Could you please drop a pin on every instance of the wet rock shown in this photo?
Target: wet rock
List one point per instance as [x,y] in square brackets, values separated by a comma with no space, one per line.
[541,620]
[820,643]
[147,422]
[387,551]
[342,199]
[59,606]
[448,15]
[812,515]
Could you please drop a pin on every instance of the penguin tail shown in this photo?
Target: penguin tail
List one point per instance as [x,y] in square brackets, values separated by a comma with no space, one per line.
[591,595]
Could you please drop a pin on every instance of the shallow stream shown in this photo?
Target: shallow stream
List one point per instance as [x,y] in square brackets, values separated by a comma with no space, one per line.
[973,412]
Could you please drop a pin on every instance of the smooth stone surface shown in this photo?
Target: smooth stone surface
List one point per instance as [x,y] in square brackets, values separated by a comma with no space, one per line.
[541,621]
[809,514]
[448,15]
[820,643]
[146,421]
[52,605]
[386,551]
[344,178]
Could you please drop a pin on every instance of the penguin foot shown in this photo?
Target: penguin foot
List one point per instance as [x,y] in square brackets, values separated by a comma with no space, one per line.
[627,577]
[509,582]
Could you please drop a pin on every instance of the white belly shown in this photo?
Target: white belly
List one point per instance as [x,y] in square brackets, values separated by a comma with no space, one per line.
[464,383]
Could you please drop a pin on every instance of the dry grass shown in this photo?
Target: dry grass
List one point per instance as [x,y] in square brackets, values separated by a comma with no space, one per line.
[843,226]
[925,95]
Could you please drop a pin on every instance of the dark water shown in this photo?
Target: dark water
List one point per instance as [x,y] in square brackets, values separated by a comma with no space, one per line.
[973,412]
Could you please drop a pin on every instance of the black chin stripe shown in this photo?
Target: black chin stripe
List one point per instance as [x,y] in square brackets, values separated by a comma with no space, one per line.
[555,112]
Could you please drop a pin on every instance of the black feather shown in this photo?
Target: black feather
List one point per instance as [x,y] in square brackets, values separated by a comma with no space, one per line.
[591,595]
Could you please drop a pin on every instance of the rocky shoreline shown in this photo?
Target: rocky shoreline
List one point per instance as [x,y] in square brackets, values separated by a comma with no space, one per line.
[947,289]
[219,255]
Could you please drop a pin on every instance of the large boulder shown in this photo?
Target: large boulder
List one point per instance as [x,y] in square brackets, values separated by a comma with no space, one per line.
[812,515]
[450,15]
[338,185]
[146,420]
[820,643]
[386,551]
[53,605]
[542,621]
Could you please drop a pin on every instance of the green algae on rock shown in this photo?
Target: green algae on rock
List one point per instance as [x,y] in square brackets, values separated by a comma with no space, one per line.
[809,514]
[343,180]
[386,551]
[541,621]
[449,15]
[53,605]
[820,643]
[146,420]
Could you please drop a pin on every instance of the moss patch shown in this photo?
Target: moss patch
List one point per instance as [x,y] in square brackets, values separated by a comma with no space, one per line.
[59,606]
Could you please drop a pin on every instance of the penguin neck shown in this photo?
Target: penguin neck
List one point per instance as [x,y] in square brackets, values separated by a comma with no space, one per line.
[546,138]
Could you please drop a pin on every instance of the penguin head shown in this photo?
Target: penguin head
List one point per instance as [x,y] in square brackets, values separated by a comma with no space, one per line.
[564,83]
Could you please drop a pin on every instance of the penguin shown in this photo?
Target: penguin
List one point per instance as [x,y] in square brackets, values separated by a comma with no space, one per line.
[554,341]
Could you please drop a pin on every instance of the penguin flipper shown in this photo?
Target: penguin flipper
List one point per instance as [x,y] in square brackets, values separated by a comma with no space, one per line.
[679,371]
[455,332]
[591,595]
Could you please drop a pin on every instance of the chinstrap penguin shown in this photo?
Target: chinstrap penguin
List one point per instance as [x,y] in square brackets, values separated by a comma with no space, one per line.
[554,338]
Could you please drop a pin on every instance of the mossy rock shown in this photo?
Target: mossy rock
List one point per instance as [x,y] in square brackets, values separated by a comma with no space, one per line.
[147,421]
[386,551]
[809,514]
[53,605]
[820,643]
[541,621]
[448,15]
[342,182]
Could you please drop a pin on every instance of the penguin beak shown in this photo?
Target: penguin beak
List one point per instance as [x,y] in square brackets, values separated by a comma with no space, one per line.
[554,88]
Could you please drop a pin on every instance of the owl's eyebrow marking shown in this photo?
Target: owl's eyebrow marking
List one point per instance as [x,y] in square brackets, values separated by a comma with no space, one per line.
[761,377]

==

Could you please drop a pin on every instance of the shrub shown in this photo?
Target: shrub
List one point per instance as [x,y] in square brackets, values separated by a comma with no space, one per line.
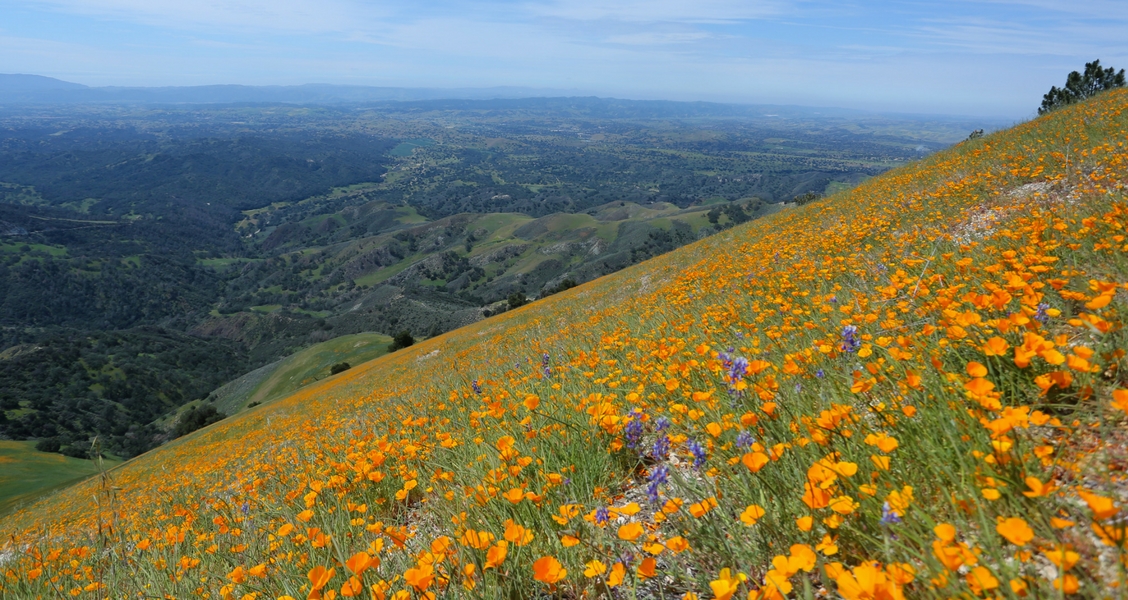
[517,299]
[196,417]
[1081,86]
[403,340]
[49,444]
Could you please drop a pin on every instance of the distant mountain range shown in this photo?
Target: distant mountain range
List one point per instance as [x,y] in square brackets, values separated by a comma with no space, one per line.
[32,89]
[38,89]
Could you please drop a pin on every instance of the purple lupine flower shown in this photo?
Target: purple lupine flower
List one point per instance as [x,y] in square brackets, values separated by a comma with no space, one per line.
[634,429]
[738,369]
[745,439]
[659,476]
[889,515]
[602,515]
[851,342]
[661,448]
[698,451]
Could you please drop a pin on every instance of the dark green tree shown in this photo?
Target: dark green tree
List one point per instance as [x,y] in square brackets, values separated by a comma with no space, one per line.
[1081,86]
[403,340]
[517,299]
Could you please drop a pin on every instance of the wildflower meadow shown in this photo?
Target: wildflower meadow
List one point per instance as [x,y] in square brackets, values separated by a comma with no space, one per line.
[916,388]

...

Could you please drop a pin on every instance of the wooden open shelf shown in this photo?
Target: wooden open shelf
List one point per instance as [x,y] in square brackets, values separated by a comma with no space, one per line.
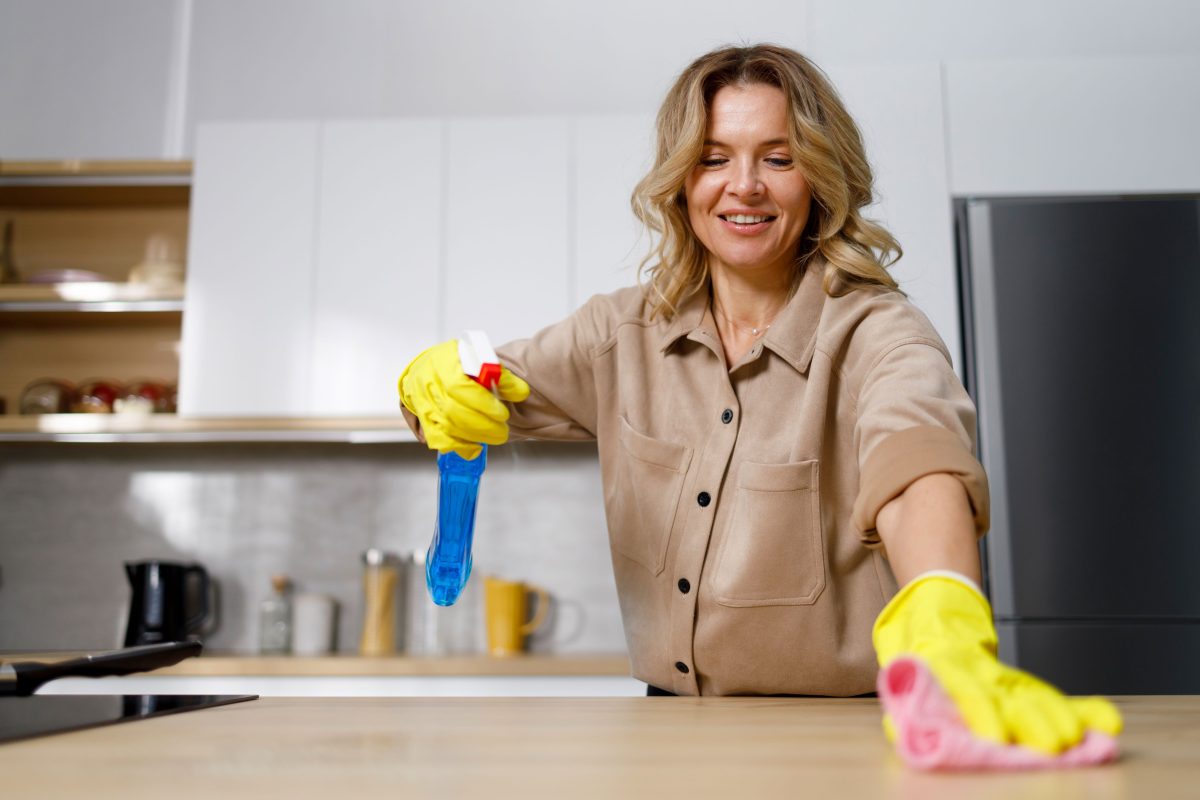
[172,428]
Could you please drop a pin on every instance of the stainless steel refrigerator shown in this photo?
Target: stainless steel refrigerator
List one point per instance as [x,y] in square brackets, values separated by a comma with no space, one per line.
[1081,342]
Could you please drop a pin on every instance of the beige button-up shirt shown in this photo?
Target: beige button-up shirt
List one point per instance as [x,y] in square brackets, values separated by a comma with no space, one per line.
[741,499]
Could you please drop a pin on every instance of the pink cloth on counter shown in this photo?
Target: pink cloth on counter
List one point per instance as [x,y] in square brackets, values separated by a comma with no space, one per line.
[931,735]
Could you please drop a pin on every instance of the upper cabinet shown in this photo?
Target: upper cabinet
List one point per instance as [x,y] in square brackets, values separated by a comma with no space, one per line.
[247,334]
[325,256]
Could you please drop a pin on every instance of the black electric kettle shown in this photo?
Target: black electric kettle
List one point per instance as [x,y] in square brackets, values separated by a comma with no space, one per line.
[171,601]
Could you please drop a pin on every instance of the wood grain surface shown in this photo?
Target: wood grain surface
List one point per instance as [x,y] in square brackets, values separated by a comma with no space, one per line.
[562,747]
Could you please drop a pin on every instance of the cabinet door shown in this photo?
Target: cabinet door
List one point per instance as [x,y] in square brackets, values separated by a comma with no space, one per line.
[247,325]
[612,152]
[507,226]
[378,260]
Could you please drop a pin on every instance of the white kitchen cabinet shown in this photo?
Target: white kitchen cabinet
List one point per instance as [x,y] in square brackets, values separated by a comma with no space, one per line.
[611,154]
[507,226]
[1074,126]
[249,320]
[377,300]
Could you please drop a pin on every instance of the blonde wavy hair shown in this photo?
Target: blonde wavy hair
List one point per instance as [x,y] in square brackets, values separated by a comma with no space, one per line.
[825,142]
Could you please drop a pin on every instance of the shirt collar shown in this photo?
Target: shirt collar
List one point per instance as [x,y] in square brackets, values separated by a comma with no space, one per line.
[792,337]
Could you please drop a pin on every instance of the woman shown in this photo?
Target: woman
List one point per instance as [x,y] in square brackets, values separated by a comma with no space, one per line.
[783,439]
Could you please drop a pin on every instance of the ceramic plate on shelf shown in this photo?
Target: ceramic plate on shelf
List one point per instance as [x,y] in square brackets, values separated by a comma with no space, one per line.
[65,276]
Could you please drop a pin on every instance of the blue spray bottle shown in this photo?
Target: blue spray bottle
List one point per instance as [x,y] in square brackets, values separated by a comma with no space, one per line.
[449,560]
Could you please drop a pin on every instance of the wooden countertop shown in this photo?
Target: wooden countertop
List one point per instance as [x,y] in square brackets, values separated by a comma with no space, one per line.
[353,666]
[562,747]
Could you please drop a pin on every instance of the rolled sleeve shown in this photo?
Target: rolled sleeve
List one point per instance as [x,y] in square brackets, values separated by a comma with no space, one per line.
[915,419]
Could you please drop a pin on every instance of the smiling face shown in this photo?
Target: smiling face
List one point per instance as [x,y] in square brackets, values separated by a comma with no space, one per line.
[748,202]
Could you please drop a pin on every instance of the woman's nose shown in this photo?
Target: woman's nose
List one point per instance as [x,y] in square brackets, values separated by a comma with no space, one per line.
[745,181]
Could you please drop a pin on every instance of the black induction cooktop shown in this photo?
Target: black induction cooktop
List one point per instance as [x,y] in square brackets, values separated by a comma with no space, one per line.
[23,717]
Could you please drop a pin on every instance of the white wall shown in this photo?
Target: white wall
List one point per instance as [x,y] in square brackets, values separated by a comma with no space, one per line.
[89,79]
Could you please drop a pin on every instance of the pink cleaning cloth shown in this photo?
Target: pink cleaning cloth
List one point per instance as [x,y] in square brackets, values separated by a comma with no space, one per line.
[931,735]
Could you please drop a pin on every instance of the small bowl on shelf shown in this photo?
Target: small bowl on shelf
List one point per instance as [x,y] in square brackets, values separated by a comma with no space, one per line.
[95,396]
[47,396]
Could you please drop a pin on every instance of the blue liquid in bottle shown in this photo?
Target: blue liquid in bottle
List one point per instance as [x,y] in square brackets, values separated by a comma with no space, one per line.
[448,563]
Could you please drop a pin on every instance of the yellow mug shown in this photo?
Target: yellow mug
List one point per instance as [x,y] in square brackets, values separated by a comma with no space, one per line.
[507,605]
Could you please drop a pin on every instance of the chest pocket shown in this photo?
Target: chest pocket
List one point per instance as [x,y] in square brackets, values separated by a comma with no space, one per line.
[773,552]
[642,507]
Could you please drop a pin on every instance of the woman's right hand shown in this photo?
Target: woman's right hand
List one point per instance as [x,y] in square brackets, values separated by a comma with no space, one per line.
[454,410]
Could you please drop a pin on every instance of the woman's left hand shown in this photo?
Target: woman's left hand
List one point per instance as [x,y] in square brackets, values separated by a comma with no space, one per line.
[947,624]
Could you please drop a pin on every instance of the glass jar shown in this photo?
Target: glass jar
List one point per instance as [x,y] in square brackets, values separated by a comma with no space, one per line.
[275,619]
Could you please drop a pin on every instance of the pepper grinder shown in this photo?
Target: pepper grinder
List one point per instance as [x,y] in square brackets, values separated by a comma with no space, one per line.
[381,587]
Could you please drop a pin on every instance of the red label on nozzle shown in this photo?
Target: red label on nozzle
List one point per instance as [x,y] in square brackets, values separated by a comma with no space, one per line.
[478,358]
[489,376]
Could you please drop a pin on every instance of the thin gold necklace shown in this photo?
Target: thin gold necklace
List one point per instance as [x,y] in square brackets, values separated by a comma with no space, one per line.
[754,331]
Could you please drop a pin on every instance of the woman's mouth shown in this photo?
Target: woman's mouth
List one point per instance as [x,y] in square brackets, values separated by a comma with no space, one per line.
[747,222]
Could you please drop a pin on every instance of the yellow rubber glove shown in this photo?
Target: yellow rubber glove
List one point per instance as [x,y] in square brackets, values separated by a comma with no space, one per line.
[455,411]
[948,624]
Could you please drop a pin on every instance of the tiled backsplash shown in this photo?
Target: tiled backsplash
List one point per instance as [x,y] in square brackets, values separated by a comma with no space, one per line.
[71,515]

Exercise aim ▸
Find the lines above that contain the word "beige" and copy each one.

Solved problem ▸
Could you please drop a pin on every instance of the beige button-up shirt shown in this photo?
Target: beige button-up shirt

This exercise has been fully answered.